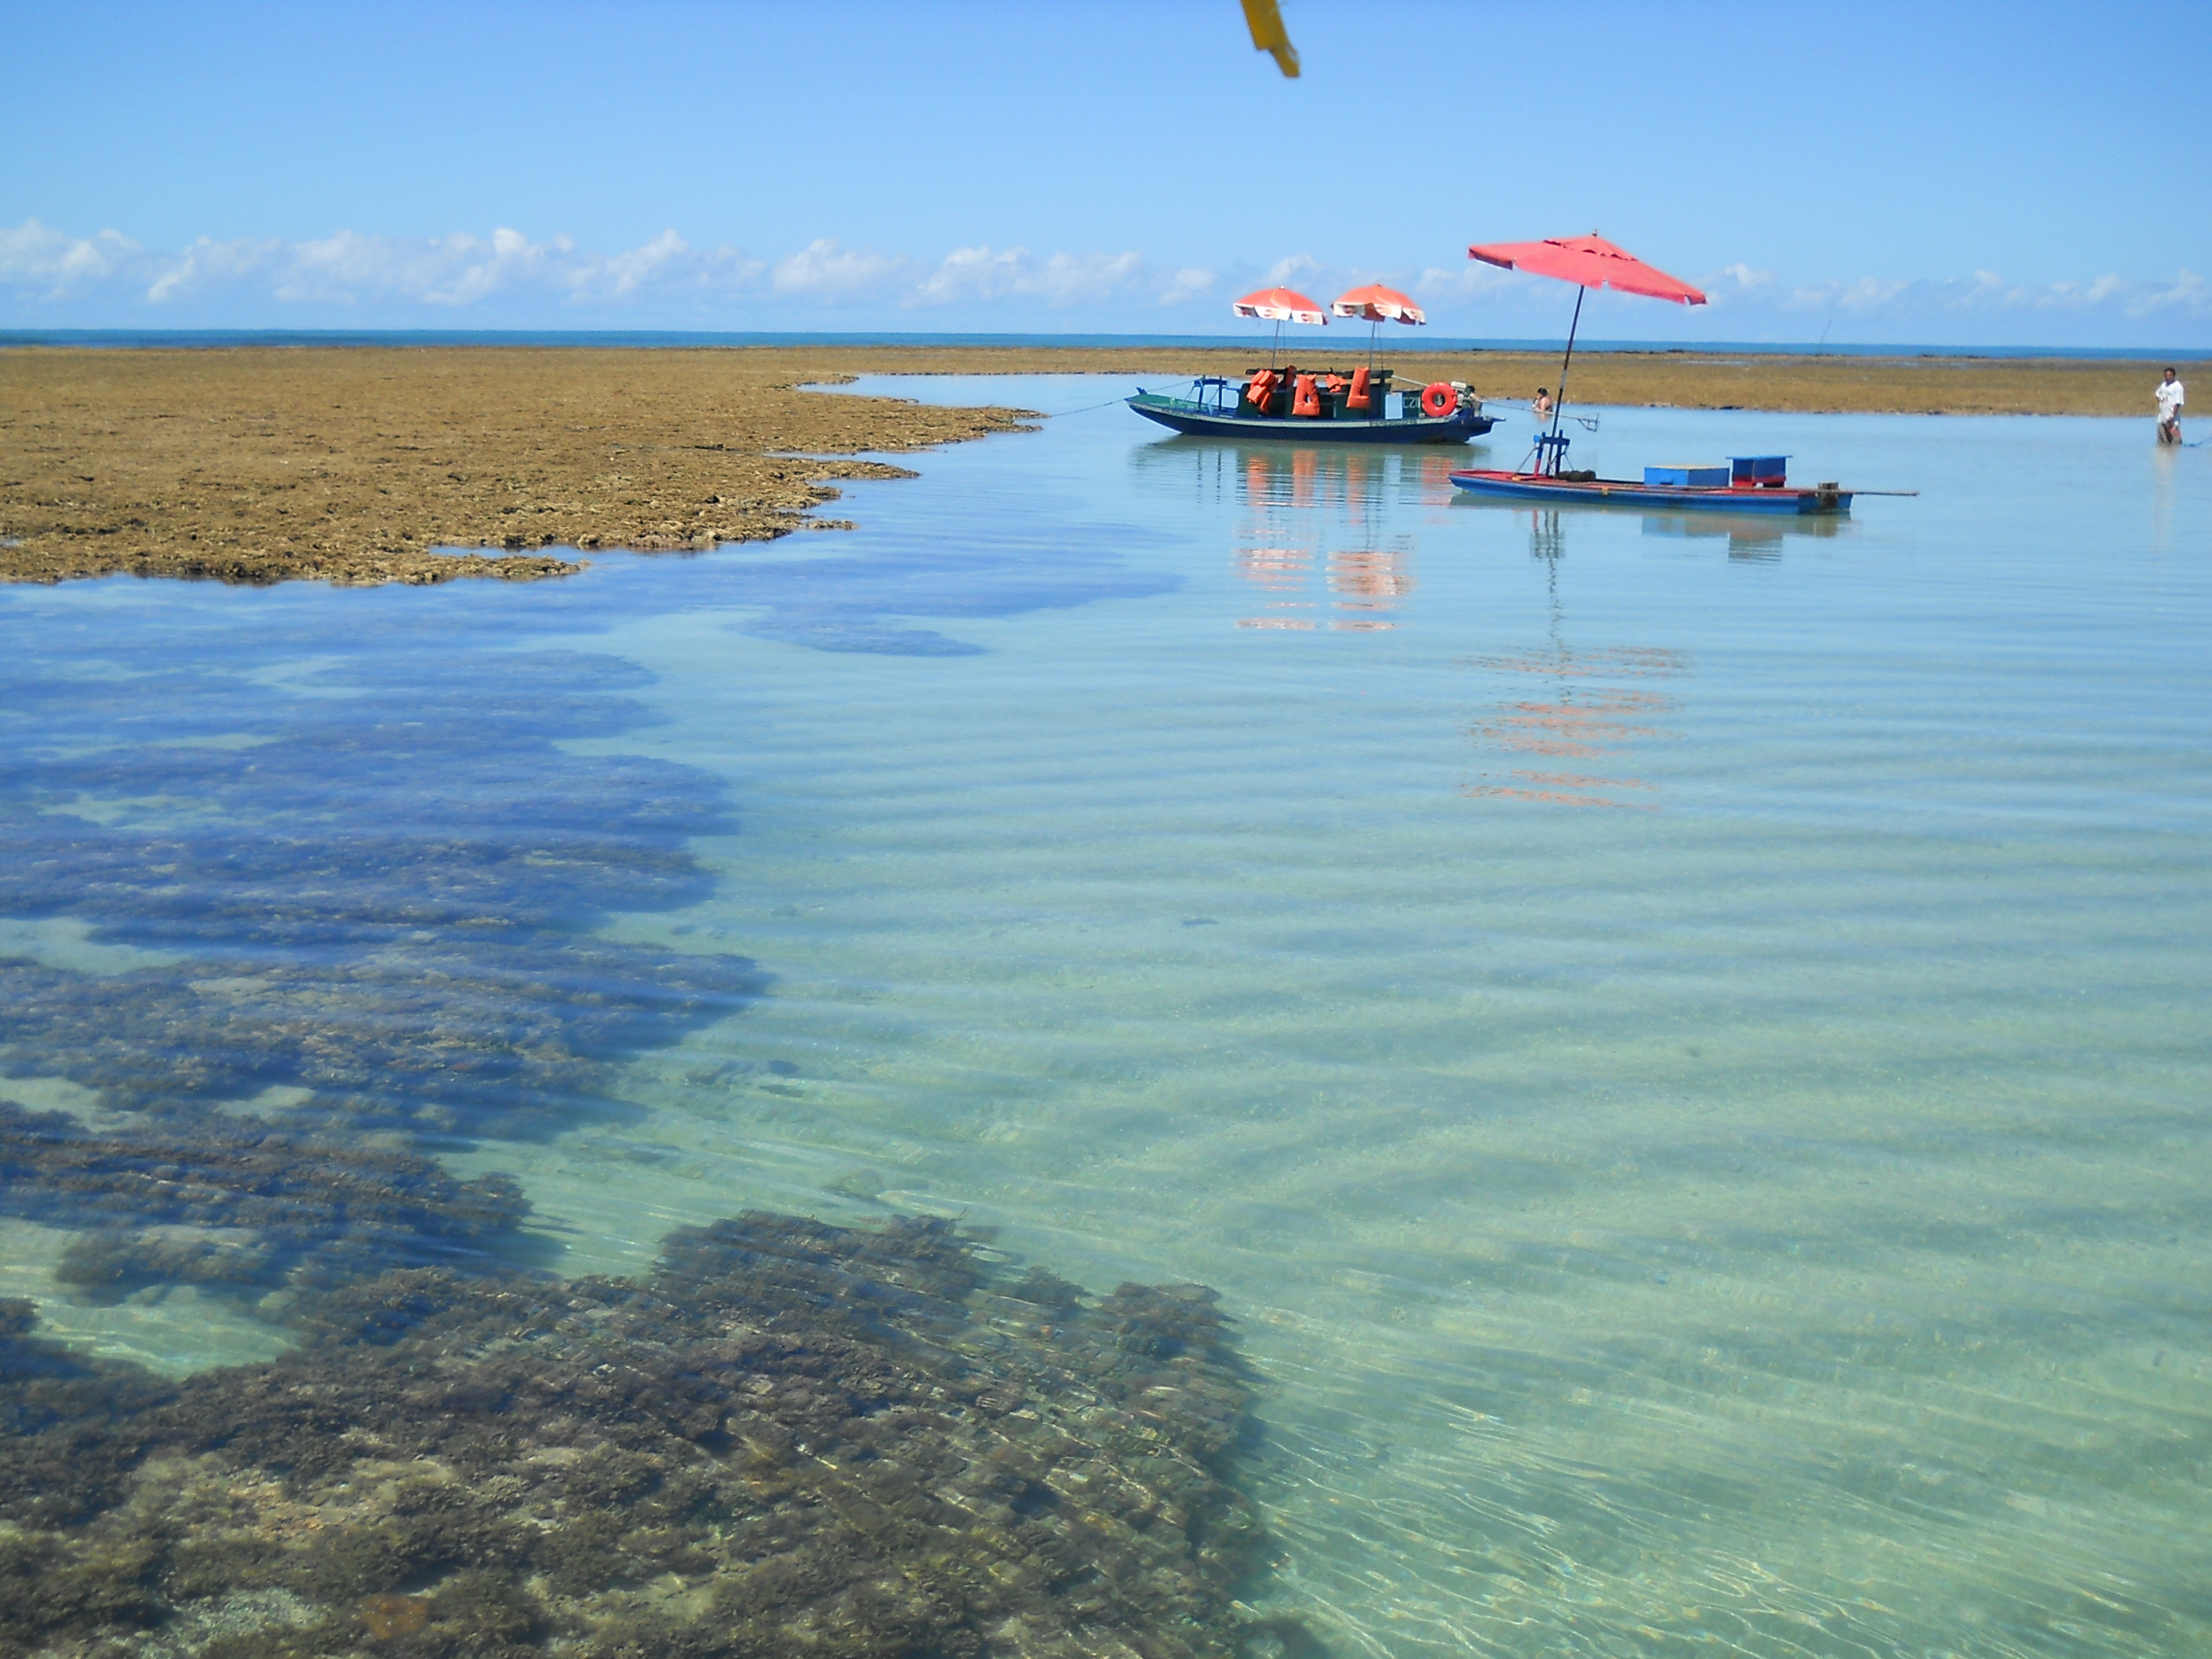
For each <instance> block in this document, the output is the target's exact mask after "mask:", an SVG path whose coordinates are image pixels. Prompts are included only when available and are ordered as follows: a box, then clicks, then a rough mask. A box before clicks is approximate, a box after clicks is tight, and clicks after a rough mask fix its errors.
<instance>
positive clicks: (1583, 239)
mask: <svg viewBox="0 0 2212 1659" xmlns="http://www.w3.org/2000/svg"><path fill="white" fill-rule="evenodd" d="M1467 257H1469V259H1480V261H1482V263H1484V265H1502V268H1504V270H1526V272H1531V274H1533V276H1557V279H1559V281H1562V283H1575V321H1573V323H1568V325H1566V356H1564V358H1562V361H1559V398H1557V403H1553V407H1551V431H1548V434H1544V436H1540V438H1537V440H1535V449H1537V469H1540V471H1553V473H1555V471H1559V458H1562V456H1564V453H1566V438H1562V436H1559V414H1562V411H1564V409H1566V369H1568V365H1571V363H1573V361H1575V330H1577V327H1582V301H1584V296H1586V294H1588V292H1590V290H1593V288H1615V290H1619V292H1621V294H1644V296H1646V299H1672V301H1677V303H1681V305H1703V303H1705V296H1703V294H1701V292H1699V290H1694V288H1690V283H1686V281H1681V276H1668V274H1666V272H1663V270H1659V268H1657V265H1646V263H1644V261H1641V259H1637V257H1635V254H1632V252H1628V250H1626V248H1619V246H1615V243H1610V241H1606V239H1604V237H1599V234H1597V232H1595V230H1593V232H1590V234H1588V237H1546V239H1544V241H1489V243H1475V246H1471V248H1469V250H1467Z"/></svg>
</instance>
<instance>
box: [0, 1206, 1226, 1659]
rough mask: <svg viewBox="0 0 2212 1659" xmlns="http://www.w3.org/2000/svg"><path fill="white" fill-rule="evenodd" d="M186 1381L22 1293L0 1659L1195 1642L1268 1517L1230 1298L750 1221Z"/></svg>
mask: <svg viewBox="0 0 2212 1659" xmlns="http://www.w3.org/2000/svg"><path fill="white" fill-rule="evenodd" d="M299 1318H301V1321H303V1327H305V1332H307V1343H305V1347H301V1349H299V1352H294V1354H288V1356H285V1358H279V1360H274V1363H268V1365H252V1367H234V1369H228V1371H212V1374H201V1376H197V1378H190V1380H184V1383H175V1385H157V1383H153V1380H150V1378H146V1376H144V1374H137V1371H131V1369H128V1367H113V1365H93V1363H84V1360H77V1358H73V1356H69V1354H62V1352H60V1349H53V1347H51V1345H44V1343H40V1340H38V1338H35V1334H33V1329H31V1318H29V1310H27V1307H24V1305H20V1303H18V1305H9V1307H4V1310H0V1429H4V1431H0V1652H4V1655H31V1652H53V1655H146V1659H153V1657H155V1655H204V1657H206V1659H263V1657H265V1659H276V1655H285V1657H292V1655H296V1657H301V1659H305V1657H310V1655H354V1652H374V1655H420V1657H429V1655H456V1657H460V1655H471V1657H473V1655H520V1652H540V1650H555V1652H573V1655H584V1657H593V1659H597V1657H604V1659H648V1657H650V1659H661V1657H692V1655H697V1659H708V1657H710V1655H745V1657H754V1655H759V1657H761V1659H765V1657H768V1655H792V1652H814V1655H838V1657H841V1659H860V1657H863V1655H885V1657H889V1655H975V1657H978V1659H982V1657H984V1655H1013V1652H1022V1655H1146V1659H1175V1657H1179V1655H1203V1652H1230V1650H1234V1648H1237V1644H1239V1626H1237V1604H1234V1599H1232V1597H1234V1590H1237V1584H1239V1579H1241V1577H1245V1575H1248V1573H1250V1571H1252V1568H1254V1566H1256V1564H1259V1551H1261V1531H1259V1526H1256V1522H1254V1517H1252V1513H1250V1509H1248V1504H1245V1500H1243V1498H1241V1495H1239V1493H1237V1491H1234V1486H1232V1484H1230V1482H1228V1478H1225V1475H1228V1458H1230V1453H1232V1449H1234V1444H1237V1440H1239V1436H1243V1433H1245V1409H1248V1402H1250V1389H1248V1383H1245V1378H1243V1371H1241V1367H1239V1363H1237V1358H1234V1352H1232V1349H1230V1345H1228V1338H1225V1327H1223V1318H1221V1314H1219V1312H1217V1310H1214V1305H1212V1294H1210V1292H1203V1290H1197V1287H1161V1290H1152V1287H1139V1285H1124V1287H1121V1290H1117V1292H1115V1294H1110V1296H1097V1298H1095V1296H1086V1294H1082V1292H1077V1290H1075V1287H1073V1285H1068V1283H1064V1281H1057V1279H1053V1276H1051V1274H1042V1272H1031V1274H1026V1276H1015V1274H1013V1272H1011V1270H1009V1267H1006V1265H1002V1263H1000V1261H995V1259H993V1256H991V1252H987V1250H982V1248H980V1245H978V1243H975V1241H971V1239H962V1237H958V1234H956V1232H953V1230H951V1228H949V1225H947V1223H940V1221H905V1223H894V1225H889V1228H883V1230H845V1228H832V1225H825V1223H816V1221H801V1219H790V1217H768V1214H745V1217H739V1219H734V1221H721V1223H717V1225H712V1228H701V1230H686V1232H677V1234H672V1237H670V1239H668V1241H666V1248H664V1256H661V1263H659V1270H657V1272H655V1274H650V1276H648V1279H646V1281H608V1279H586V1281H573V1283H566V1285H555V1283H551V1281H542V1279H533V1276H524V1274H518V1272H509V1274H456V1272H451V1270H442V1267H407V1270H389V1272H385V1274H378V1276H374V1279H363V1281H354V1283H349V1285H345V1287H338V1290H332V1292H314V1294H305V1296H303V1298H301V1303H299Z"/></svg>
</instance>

▬▬▬▬▬▬▬▬▬▬

* **Exercise brief**
Could you transcribe the records above exactly, leaving every picture out?

* **The completed task**
For each <instance> block in this document, the output is the target's exact mask after "mask:", an SVG path whose coordinates are image pixels. Prompts are included only when available and are ordered as follows: a box, then clicks, then a rough mask. A box before clicks is approximate, a box after clicks is tight, and clicks after a rough mask fix its errors.
<instance>
positive clicks: (1583, 239)
mask: <svg viewBox="0 0 2212 1659" xmlns="http://www.w3.org/2000/svg"><path fill="white" fill-rule="evenodd" d="M1467 257H1469V259H1480V261H1482V263H1484V265H1502V268H1504V270H1526V272H1531V274H1533V276H1557V279H1559V281H1562V283H1575V321H1573V323H1568V325H1566V356H1564V358H1562V361H1559V398H1557V403H1553V407H1551V431H1548V434H1544V436H1540V438H1537V440H1535V449H1537V469H1540V471H1553V473H1555V471H1559V458H1562V456H1564V453H1566V438H1562V436H1559V414H1562V411H1564V409H1566V369H1568V365H1571V363H1573V361H1575V330H1577V327H1582V301H1584V296H1586V294H1588V292H1590V290H1593V288H1615V290H1619V292H1621V294H1644V296H1646V299H1672V301H1677V303H1681V305H1703V303H1705V296H1703V294H1701V292H1699V290H1694V288H1690V283H1686V281H1681V276H1668V274H1666V272H1663V270H1659V268H1657V265H1646V263H1644V261H1641V259H1637V257H1635V254H1632V252H1628V250H1626V248H1619V246H1615V243H1610V241H1606V239H1604V237H1599V234H1597V232H1595V230H1593V232H1590V234H1588V237H1546V239H1544V241H1489V243H1475V246H1471V248H1469V250H1467Z"/></svg>
</instance>
<instance>
box: [0, 1206, 1226, 1659]
rough mask: <svg viewBox="0 0 2212 1659" xmlns="http://www.w3.org/2000/svg"><path fill="white" fill-rule="evenodd" d="M186 1381L22 1293L0 1659L1195 1642L1268 1517L1230 1298L750 1221Z"/></svg>
mask: <svg viewBox="0 0 2212 1659" xmlns="http://www.w3.org/2000/svg"><path fill="white" fill-rule="evenodd" d="M299 1318H301V1321H303V1327H305V1332H307V1343H305V1347H301V1349H299V1352H294V1354H288V1356H285V1358H279V1360H274V1363H268V1365H252V1367H234V1369H228V1371H212V1374H201V1376H197V1378H190V1380H184V1383H175V1385H157V1383H153V1380H150V1378H146V1376H144V1374H137V1371H131V1369H128V1367H113V1365H93V1363H84V1360H77V1358H73V1356H69V1354H62V1352H60V1349H53V1347H51V1345H44V1343H40V1340H38V1338H35V1334H33V1329H31V1318H29V1310H27V1307H24V1305H20V1303H18V1305H9V1307H4V1310H0V1429H4V1431H0V1652H4V1655H31V1652H53V1655H146V1659H153V1657H155V1655H204V1657H206V1659H263V1657H265V1659H276V1655H285V1657H292V1655H296V1657H301V1659H305V1657H310V1655H354V1652H374V1655H420V1657H429V1655H456V1657H460V1655H471V1657H473V1655H520V1652H540V1650H555V1652H573V1655H584V1657H593V1659H597V1657H604V1659H648V1657H650V1659H661V1657H692V1655H697V1659H708V1657H710V1655H745V1657H754V1655H759V1657H761V1659H765V1657H768V1655H792V1652H814V1655H838V1657H841V1659H860V1657H863V1655H885V1657H889V1655H975V1657H978V1659H982V1657H984V1655H1013V1652H1022V1655H1146V1659H1175V1657H1179V1655H1203V1652H1230V1650H1234V1648H1237V1644H1239V1626H1237V1604H1234V1599H1232V1597H1234V1590H1237V1584H1239V1579H1241V1577H1245V1575H1248V1573H1250V1571H1252V1568H1254V1566H1256V1564H1259V1551H1261V1531H1259V1526H1256V1522H1254V1517H1252V1513H1250V1509H1248V1504H1245V1500H1243V1498H1241V1495H1239V1493H1237V1491H1234V1486H1232V1484H1230V1482H1228V1478H1225V1475H1228V1458H1230V1453H1232V1449H1234V1444H1237V1440H1239V1436H1243V1433H1245V1409H1248V1402H1250V1389H1248V1383H1245V1378H1243V1371H1241V1367H1239V1363H1237V1358H1234V1352H1232V1349H1230V1345H1228V1338H1225V1327H1223V1318H1221V1314H1219V1312H1217V1310H1214V1305H1212V1294H1210V1292H1203V1290H1197V1287H1161V1290H1152V1287H1139V1285H1124V1287H1121V1290H1117V1292H1115V1294H1110V1296H1097V1298H1095V1296H1086V1294H1082V1292H1077V1290H1075V1287H1073V1285H1068V1283H1064V1281H1057V1279H1053V1276H1051V1274H1042V1272H1031V1274H1026V1276H1015V1274H1013V1272H1011V1270H1009V1267H1006V1265H1002V1263H1000V1261H995V1259H993V1256H991V1252H987V1250H982V1248H980V1245H978V1243H975V1241H971V1239H962V1237H958V1234H956V1232H953V1230H951V1228H949V1225H947V1223H940V1221H905V1223H894V1225H889V1228H883V1230H845V1228H832V1225H825V1223H816V1221H801V1219H790V1217H768V1214H745V1217H739V1219H734V1221H721V1223H717V1225H712V1228H701V1230H686V1232H677V1234H672V1237H670V1239H668V1241H666V1248H664V1256H661V1263H659V1270H657V1272H655V1274H650V1276H648V1279H646V1281H608V1279H586V1281H573V1283H566V1285H555V1283H551V1281H542V1279H533V1276H524V1274H518V1272H509V1274H456V1272H451V1270H442V1267H407V1270H389V1272H385V1274H378V1276H374V1279H363V1281H354V1283H349V1285H345V1287H338V1290H332V1292H314V1294H305V1296H303V1298H301V1303H299Z"/></svg>
</instance>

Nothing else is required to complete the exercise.